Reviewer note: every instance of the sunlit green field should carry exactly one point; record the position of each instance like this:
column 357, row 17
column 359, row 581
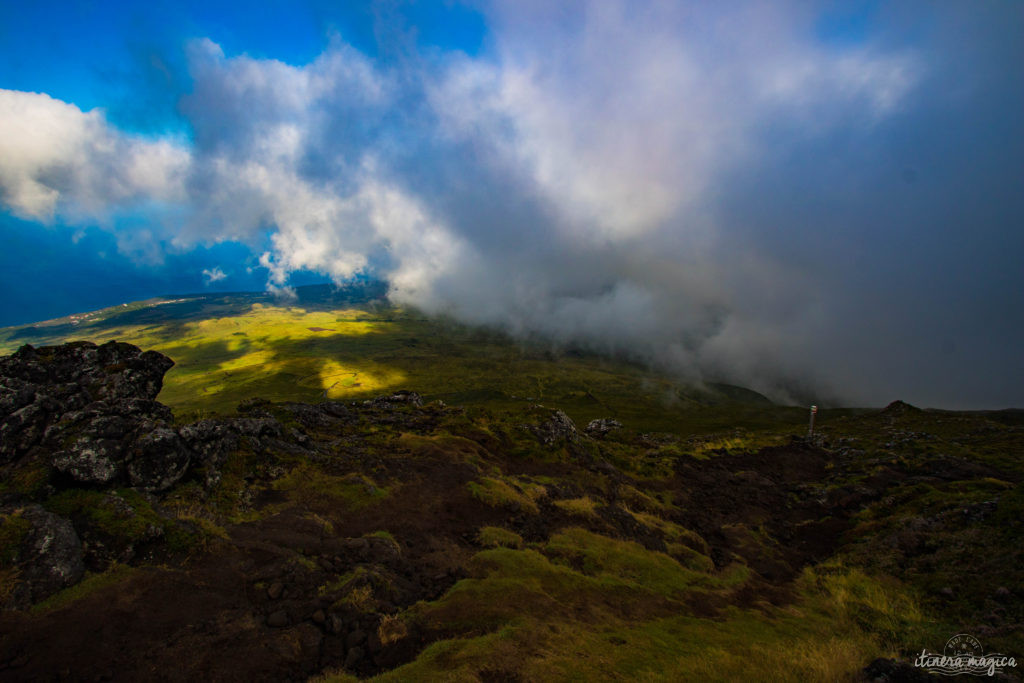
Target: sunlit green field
column 230, row 348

> What you should do
Reproduce the data above line for line, without changing anything except to leave the picture out.

> Answer
Reviewer note: every instance of the sunlit green field should carry exactly one point; record the position of each instance like this:
column 357, row 17
column 359, row 581
Target: sunlit green field
column 230, row 348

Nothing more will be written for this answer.